===== Extracted information =====
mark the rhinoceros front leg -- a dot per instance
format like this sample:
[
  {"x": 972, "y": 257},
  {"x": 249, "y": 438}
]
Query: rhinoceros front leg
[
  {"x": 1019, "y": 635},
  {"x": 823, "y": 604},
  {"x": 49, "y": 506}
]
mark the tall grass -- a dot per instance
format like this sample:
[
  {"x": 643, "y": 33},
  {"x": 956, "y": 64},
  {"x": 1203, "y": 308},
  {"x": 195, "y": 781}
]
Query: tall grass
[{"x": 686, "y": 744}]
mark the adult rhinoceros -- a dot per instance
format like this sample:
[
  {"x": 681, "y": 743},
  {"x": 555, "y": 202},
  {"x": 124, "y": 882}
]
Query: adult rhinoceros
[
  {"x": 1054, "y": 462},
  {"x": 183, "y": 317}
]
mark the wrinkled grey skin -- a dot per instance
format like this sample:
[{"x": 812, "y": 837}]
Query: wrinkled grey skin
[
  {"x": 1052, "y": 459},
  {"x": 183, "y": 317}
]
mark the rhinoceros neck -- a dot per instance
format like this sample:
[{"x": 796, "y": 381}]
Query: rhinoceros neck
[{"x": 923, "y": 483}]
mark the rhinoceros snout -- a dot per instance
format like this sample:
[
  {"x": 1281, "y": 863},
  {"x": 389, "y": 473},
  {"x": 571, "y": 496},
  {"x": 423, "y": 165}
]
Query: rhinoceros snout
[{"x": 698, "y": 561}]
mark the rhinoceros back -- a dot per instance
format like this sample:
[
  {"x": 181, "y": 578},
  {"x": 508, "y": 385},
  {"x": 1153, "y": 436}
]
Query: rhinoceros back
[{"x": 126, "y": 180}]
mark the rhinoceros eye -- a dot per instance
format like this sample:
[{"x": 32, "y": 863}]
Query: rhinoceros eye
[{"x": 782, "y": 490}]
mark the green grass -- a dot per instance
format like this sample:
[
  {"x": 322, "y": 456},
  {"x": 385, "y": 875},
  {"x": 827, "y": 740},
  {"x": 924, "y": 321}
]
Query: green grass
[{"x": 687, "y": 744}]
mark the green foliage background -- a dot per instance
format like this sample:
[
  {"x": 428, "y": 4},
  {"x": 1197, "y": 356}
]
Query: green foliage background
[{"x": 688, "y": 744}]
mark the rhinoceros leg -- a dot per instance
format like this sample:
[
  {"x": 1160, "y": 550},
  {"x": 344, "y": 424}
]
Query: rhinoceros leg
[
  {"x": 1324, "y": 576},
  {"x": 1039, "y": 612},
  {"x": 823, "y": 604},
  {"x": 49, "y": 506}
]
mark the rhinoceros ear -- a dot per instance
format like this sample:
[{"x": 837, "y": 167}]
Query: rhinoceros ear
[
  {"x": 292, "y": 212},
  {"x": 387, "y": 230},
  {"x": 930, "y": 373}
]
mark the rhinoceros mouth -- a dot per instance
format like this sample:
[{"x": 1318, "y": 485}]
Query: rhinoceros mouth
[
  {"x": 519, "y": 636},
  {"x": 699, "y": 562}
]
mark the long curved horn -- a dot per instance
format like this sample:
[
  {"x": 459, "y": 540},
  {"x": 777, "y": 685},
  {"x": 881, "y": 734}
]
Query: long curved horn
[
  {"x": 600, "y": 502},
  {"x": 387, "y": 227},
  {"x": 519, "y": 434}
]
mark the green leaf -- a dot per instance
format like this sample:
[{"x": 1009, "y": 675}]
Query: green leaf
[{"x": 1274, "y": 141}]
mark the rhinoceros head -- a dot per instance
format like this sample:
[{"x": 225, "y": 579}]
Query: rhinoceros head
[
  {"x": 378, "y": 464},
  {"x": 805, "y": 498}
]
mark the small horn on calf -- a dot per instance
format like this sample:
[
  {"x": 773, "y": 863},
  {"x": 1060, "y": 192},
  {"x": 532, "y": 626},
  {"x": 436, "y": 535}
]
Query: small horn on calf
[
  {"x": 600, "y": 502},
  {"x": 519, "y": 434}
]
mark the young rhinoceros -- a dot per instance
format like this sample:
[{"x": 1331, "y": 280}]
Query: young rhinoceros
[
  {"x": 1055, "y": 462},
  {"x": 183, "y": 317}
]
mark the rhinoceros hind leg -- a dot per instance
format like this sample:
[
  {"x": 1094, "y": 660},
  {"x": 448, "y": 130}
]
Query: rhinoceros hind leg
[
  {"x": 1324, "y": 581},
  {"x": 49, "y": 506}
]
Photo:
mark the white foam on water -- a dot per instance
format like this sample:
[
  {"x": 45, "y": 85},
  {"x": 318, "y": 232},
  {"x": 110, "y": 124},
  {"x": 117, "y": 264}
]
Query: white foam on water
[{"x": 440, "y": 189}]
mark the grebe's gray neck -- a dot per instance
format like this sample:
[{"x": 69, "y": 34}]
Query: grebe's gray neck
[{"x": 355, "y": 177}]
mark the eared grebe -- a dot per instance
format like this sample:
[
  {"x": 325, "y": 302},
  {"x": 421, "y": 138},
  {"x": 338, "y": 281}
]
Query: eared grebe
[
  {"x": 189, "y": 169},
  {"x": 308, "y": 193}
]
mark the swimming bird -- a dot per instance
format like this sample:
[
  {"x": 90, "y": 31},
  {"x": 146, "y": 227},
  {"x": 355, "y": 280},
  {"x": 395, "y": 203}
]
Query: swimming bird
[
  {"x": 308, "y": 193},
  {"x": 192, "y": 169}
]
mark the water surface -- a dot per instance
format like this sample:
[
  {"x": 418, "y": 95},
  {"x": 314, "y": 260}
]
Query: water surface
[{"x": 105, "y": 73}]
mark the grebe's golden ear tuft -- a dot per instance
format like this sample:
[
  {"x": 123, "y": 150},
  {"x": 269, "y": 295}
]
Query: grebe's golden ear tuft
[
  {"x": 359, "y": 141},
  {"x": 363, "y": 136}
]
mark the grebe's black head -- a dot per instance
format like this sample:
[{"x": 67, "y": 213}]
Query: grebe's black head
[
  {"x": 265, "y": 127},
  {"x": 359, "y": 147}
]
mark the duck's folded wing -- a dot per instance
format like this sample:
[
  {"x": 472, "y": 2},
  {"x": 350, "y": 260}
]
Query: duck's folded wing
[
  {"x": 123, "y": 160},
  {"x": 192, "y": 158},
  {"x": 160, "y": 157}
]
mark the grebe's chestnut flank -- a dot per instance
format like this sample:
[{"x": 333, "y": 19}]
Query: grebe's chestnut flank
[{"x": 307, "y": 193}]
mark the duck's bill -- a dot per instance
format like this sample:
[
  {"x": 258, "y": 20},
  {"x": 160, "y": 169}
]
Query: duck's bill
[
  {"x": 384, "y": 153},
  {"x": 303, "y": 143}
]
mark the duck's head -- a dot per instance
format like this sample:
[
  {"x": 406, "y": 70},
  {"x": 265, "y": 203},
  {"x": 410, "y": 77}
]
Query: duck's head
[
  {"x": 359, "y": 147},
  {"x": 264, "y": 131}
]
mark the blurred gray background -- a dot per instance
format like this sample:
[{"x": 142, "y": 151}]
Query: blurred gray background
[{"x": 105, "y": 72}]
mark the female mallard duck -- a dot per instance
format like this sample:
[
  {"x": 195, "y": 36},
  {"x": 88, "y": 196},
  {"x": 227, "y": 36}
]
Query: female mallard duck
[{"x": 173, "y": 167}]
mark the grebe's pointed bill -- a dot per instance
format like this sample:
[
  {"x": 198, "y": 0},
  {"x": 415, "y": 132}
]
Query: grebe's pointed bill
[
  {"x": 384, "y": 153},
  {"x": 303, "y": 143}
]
=====
===== Extracted information =====
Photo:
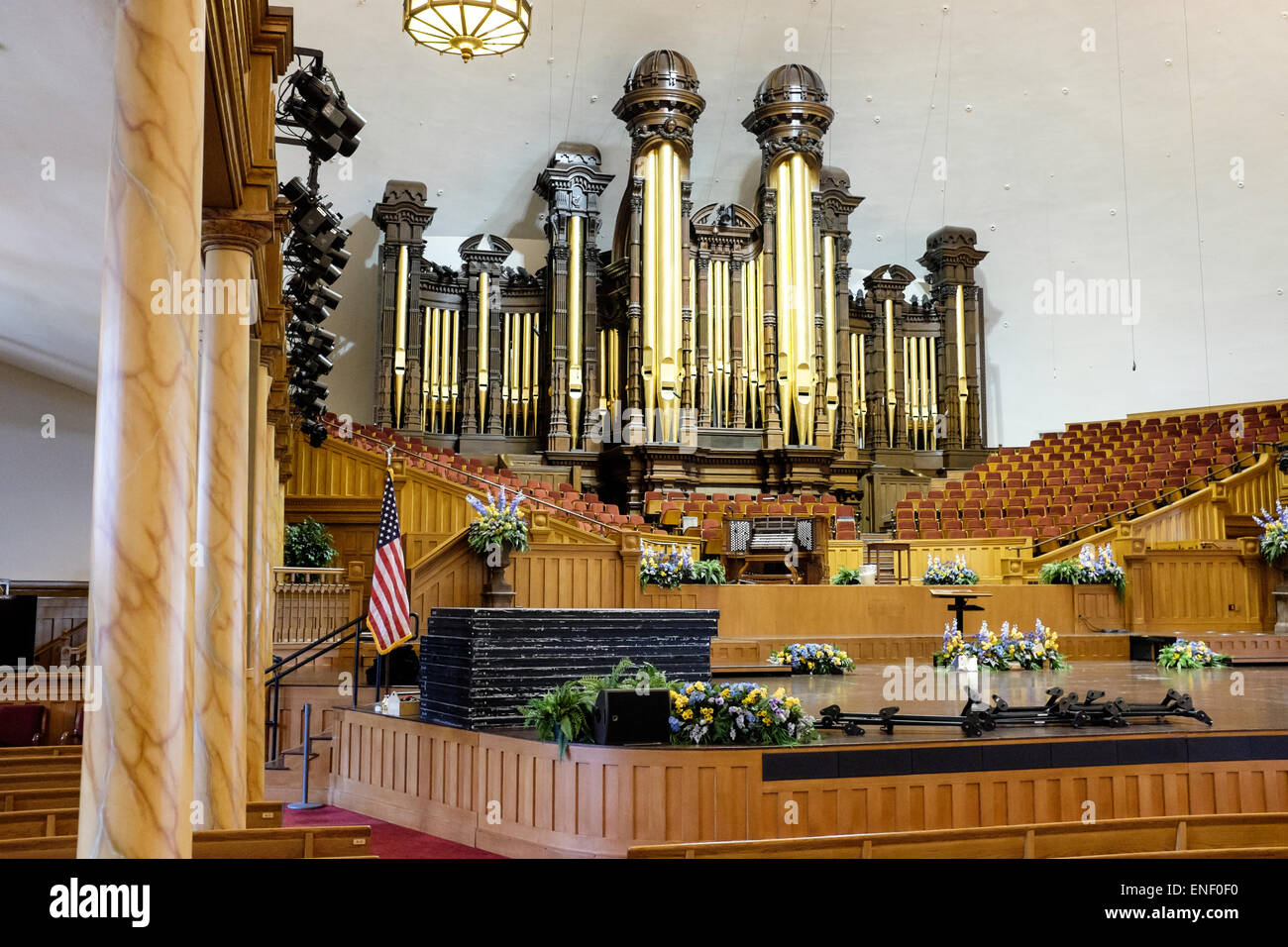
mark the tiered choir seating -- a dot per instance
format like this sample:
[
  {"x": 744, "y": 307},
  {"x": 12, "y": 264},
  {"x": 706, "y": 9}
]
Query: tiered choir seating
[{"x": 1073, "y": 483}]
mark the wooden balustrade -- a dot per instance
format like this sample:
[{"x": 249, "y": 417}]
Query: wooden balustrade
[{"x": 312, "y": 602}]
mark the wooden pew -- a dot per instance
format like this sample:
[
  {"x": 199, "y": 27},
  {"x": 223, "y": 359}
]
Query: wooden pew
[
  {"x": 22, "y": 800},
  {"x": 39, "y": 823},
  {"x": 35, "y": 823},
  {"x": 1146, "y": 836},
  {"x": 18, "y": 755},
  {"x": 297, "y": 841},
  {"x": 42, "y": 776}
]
=====
Exercise aim: Print, from the entries above, the line with "Query: tall grass", the line with "mark the rhinoceros leg -- a dot per instance" and all lines between them, exactly and with nothing else.

Expected answer:
Query: tall grass
[{"x": 686, "y": 744}]
mark the adult rhinoceros -- a dot per instance
format like this sample:
[
  {"x": 681, "y": 743},
  {"x": 555, "y": 202},
  {"x": 124, "y": 882}
]
Query: adult rhinoceros
[
  {"x": 1054, "y": 462},
  {"x": 183, "y": 317}
]
mark the wrinkled grey skin -- a dot per instance
format like this sample:
[{"x": 812, "y": 837}]
Query: wrinkled grey skin
[
  {"x": 1052, "y": 459},
  {"x": 183, "y": 317}
]
mark the rhinoceros neck -- a dot per instance
format like this sample:
[{"x": 796, "y": 381}]
Query: rhinoceros neck
[{"x": 923, "y": 483}]
mark the rhinoceros snout -- a dot per instance
format like this sample:
[
  {"x": 1281, "y": 863},
  {"x": 389, "y": 473},
  {"x": 571, "y": 496},
  {"x": 423, "y": 165}
]
Query: rhinoceros snout
[{"x": 698, "y": 561}]
mark the rhinoceros back -- a dot per instance
format like this sample:
[
  {"x": 181, "y": 578},
  {"x": 508, "y": 385},
  {"x": 1153, "y": 436}
]
Query: rhinoceros back
[{"x": 126, "y": 180}]
mark the rhinoceros eye -- a dot per instance
format like this sample:
[{"x": 32, "y": 863}]
Query: rhinoceros eye
[{"x": 782, "y": 490}]
mark the green grass -- a dot per instance
format like this sample:
[
  {"x": 322, "y": 456},
  {"x": 385, "y": 875},
  {"x": 827, "y": 740},
  {"x": 924, "y": 321}
]
Query: green grass
[{"x": 687, "y": 744}]
mark the green foliage background -- a dot per instance
format like this sample:
[
  {"x": 428, "y": 4},
  {"x": 1197, "y": 356}
]
Query: green foliage background
[{"x": 688, "y": 744}]
mark the rhinoceros leg -- a dot per instance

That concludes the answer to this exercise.